[Records drawn from a dataset]
================================
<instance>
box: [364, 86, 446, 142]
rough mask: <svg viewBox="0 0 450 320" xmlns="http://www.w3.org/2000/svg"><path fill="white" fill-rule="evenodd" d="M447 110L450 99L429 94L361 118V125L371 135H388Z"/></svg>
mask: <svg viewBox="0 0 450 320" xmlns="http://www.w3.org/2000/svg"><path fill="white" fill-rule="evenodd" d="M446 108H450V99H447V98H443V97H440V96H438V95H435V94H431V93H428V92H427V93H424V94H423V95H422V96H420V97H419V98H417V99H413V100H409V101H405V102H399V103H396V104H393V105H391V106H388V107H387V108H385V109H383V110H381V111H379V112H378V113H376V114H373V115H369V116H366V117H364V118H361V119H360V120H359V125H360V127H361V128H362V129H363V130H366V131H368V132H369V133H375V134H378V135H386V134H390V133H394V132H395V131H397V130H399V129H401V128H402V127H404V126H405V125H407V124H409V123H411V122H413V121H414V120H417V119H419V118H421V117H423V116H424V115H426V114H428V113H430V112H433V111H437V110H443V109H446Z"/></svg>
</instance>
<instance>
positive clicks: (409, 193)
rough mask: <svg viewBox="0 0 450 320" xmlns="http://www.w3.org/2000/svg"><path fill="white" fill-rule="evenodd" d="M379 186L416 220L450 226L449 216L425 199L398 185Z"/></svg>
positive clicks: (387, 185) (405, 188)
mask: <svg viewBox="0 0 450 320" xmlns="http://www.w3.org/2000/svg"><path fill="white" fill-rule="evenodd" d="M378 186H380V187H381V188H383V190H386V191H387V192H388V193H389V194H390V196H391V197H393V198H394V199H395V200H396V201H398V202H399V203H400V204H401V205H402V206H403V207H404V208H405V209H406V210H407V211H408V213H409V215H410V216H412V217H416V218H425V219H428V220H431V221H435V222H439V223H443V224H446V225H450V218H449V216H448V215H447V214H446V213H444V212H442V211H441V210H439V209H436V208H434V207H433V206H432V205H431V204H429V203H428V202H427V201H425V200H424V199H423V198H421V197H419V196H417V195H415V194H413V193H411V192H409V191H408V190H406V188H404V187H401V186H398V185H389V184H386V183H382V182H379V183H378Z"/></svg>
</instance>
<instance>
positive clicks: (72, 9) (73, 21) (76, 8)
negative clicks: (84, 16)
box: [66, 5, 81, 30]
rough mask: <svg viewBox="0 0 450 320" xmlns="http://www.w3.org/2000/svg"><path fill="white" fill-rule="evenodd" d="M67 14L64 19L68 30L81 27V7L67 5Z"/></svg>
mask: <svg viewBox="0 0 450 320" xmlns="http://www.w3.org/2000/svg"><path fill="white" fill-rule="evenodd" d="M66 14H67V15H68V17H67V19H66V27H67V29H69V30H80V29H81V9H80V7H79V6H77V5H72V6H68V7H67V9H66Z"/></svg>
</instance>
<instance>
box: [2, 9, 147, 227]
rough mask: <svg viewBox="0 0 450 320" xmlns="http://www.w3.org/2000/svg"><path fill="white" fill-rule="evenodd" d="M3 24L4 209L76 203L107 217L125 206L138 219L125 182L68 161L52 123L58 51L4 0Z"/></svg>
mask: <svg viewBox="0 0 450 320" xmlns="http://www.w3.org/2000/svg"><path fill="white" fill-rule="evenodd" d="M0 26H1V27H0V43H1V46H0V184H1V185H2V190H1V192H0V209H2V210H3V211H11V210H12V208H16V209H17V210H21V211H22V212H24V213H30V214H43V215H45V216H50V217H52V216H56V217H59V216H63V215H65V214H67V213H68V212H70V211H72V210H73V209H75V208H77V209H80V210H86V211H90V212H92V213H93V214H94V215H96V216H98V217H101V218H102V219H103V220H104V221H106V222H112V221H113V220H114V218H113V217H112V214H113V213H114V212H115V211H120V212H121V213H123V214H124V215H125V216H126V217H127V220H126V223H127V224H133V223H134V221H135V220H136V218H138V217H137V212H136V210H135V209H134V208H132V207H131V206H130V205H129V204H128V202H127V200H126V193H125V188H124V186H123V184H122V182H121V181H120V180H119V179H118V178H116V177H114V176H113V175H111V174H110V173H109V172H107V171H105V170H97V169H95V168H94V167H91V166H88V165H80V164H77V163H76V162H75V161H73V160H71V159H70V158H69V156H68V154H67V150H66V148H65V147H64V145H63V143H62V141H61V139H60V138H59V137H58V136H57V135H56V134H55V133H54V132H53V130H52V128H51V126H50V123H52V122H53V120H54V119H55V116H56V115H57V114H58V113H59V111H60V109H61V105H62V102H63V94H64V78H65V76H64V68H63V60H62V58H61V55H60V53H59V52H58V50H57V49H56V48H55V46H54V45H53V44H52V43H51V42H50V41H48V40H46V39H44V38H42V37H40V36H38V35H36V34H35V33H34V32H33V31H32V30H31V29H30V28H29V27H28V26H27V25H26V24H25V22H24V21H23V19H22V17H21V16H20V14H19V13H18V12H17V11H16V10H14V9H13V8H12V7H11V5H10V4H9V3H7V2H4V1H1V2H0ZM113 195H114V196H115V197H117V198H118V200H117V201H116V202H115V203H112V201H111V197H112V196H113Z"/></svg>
================================
EXERCISE BRIEF :: Substitute "coarse mask" for "rough mask" in the lines from the start of the records through the line containing "110L450 99L429 94L361", inclusive, and give those lines again with everything else unchanged.

OUTPUT FOR THIS TASK ::
<instance>
box: [364, 86, 446, 142]
coarse mask: <svg viewBox="0 0 450 320" xmlns="http://www.w3.org/2000/svg"><path fill="white" fill-rule="evenodd" d="M447 110L450 99L429 94L361 118V125L371 135H388Z"/></svg>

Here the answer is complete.